(Object position labeling entries)
-------------------------

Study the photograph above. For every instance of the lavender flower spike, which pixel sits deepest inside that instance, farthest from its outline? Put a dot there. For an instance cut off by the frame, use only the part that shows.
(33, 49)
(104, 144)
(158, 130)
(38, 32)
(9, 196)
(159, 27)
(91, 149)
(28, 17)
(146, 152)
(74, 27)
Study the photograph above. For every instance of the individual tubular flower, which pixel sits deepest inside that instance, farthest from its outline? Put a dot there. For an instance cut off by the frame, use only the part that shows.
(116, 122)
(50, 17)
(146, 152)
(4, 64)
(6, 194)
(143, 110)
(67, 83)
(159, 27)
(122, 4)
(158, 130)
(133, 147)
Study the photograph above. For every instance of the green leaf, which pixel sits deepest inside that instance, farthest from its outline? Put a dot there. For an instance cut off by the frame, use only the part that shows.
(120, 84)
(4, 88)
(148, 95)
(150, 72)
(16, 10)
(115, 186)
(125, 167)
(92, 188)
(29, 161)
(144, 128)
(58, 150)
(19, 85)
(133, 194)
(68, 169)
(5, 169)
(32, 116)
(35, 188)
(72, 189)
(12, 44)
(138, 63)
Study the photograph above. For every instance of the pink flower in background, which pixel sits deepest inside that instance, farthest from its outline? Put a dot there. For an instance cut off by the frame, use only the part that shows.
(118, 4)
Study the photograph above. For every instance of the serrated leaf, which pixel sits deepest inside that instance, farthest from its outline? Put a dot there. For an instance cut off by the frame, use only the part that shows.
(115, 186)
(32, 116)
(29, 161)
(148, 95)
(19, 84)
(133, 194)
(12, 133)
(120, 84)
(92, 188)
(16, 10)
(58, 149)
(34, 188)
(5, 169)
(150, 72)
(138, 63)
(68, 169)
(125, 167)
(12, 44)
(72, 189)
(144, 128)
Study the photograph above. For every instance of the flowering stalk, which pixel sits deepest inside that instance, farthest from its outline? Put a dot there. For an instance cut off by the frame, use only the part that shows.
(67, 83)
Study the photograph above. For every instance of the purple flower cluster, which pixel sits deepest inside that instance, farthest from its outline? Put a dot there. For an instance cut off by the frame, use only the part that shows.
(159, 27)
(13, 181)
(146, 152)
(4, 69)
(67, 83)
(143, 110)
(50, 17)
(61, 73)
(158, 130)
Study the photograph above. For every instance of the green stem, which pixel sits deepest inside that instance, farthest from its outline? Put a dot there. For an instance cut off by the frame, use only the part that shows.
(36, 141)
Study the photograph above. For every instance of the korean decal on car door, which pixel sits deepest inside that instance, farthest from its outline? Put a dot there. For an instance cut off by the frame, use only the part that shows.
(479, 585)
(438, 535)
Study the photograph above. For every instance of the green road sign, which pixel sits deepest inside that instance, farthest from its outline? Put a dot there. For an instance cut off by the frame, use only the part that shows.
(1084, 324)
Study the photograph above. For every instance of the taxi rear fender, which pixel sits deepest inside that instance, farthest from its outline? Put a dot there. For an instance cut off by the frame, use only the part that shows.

-------------------------

**STATED EXERCISE:**
Take the lines from the one containing "Study the photograph above. For every instance of the flowering" to the last line of the material above and write them out exactly.

**ANSWER TO THE PROBLEM:**
Study the photograph above. For every instance of the flowering stalk, which pixel sits deepest inside that instance, farthest from its outline? Put a dot there. For an instance cut off by the frame, use only the part that shows.
(67, 83)
Study the photograph above. For every instance of the purple flower cluster, which pixel sits deepest inside that instance, farthest from its outline? Put a dot there. For an instance cut off by the frame, use only the part that shows.
(159, 27)
(13, 181)
(146, 152)
(4, 69)
(67, 83)
(143, 110)
(50, 17)
(61, 73)
(158, 130)
Study the photograph above. For every instance of the green stem, which pixel sits deepest inside that instance, farthest from its outline? Put a dot there. For an instance cut off by the frame, use only the part that shows.
(36, 141)
Study the photograph above. For every instance of the korean decal on car door, which pixel sits deepest inside that instance, farthest from its outline? Put a dot there. For an instance cut off by the frame, use only the part that shows.
(479, 585)
(438, 535)
Study the photograph above. For every instance of the green road sign, which pixel sits deepest inside that instance, farthest from its outline? Put a dot there. For an instance cut off by the frame, use only the part that shows.
(1084, 324)
Study the photograph above. For every instance of the taxi rear fender, which pixel sits deepest inside that instance, farthest from its outline? Put a dot there. For an instance cut off by the frame, use only the part that shows.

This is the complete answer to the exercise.